== Текст страницы
А что до вас, в Финляндии, – можно только уповать, что шквал войны счастливо вас минует. До тех пор, пока английский флот в боевой готовности, Германия не соблазнится такой ненадежной попыткой, как высадка где-нибудь в Финском заливе. Нет, все же решаться все будет здесь, в сердце Европы.
Итак, дорогая София, теперь заканчиваю, посылая горячий привет вам всем. Я в отличном самочувствии, даже не устал, не только не ранен.
Твой преданный брат Густав[152].
Г. Маннергейм – сестре С. Маннергейм6 января 1915 г.
Дорогая София,
надеюсь, ты получила мою телеграмму, которую я отправил пару дней назад, чтобы обрадовать вас известием, что я получил Георгиевский крест 4-й степени за действия моей бригады в середине сентября. Содержание телеграммы, наверное, не так легко было разобрать, и, быть может, я мог бы телеграфировать по-французски. Но поскольку я не был уверен, примут ли телеграмму на французском, я предпочел доставить тебе некоторое неудобство телеграммой по-русски. Теперь я могу умереть со спокойной душой, если так суждено. Если бы я погиб прежде, чем получил маленький белый крестик рыцарского ордена святого Георгия, это досаждало бы мне, если не здесь, то в ином мире наверняка. В нашем возрасте становишься довольно равнодушным к мирскому блеску и тщете – по крайней мере, заметно равнодушнее, чем лет десять назад. Все же я должен сознаться, что пережил радостное мгновение, когда начальник моего штаба разбудил меня среди ночи, держа в руке известие о том, что мне присвоен Георгий. Необычайный размах этой войны, конечно, означает, что и этот крест дают чаще, чем когда-либо раньше, но будь их сколько угодно – крест всегда окружен таким ореолом почтения, какого ни одна другая награда не достигает. Моя радость была бы еще больше, если бы я получил его еще при жизни Папы.
====
Необходимые задания:
1. Перескажите кратко, в виде списка, абзац писем Маннергейма, начинающийся словами «надеюсь, ты получила мою телеграмму», сохранив его основные факты.
2. Напишите продолжение письма Маннергейма, которое начинается сразу после последней фразы отрывка.
Записи, приведенные далее, не имеют отношения к письмам Маннергейма.
== Исходные данные
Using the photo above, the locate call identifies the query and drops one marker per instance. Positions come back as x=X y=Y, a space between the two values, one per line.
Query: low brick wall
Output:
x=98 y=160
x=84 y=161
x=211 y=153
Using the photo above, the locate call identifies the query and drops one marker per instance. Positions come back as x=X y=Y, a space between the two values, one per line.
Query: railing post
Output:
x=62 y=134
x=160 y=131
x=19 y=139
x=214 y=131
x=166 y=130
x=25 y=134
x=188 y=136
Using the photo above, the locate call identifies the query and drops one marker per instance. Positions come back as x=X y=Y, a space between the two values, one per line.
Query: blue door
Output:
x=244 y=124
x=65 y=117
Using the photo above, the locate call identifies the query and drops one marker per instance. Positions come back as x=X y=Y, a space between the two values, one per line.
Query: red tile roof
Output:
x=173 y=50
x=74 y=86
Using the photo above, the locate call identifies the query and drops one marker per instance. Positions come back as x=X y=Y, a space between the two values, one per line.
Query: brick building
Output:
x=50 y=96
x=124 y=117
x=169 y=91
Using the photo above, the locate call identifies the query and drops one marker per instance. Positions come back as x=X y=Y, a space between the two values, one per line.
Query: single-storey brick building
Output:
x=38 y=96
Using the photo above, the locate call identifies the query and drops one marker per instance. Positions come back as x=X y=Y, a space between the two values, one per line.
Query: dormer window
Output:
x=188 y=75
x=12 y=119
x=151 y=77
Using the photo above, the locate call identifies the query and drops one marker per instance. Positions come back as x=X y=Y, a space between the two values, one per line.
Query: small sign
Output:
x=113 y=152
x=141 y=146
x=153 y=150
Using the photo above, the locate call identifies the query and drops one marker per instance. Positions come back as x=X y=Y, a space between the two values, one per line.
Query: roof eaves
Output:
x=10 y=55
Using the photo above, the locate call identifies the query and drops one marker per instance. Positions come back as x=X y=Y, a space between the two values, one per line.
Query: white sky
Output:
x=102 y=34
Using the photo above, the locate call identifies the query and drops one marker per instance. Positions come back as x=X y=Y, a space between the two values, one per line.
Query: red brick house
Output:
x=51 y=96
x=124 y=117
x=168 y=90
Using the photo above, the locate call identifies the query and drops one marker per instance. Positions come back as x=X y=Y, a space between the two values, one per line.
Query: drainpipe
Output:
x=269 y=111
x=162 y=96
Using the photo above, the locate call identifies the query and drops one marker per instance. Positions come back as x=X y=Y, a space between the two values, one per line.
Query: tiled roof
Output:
====
Ответы по заданиям:
1.
- Пару дней назад автор отправил сестре телеграмму о том, что получил Георгиевский крест 4-й степени за действия своей бригады в середине сентября.
- Телеграмма была на русском языке, потому что автор не был уверен, что ее примут на французском. Поэтому ее содержание, возможно, трудно разобрать.
- Теперь автор может умереть со спокойной душой. Гибель до получения креста досаждала бы ему.
- С возрастом он стал равнодушнее к мирскому блеску, но признается, что обрадовался, когда начальник штаба разбудил его ночью с известием о награде.
- Из-за размаха войны этот крест дают чаще, чем раньше, но он по-прежнему окружен почтением, какого нет ни у одной другой награды.
- Радость была бы еще больше, если бы крест был получен еще при жизни Папы.

2.
Мне кажется, что центр тяжести в борьбе переместился, по крайней мере ненадолго, в дипломатию. В Риме, Бухаресте, Софии, Тегеране и других местах происходят сражения, которые по упорству не отстают от тех, что идут на поле боя. Здесь, где нахожусь я, сравнительно спокойно, но никто не в состоянии ответить на вопрос, надолго ли. Мы стоим сейчас в бескрайне большом селе, где сотни домов. В моем распоряжении целая маленькая хатка.
Она очень чистая, с белеными стенами, потолок, балки, оконные рамы и двери покрыты коричневым лаком. В углу камин, у стены – застекленный буфет с расписными тарелками, а наверху под потолком – целая шеренга нарядных икон с яркими красками и позолотой. Моя походная кровать представляет более чем скромную противоположность широкой деревянной кровати, которая находится под горой подушек сомнительной чистоты напротив камина наискосок и, без сомнения, дает приют бесчисленным блохам и клопам. Когда измотанным после долгого и тяжкого дня приезжаешь в какое-нибудь село, не следует поддаваться соблазну кровати и мягких подушек. Если уступишь искушению, придется дорого заплатить за свою слабость, и сражение, которое придется вести ночью, частенько жарче и упорнее, чем то, в котором был днем. Выйдя из хаты, оказываешься в узких, с каменным полом, сенях, откуда ведет дверь прямо в непритязательный хлев. Это близкое соседство, может, и увеличивает тепло, но отнюдь не чистоту воздуха. Обыкновенно нас живет по несколько человек в каждой хате – людей весьма различных по воспитанию и характеру, со своими разнообразными обычаями и привычками. Я, видимо, не единственный, кто пришел к таким размышлениям, поскольку, хотя я об этом не говорил, сейчас первый раз за все время с начала войны хата предоставлена целиком мне одному. Мне очень приятно быть одному, когда в камине потрескивает огонь. Пришла зима. Начиная с позавчерашнего дня здесь установился звонкий санный путь. Средствами передвижения служат импровизированные, часто очень потешные сани, на которых офицеры и солдаты ездят в Кильше за угощением к рождественским праздникам, которые начинаются сегодня вечером. Пару недель назад встретил художника Бакмансона[153], который был, как всегда, весел и разговорчив. Он рассказал, кроме прочего, что видел в финском госпитале в Варшаве адресованную мне посылку, которую оттуда отправили почтой дальше. Если это от тебя, милая София, сердечно тебя благодарю за нее. Почте все еще нельзя слишком доверять. Если бы я знал о посылке, то поручил бы моим офицерам, время от времени бывающим в Варшаве, забрать ее.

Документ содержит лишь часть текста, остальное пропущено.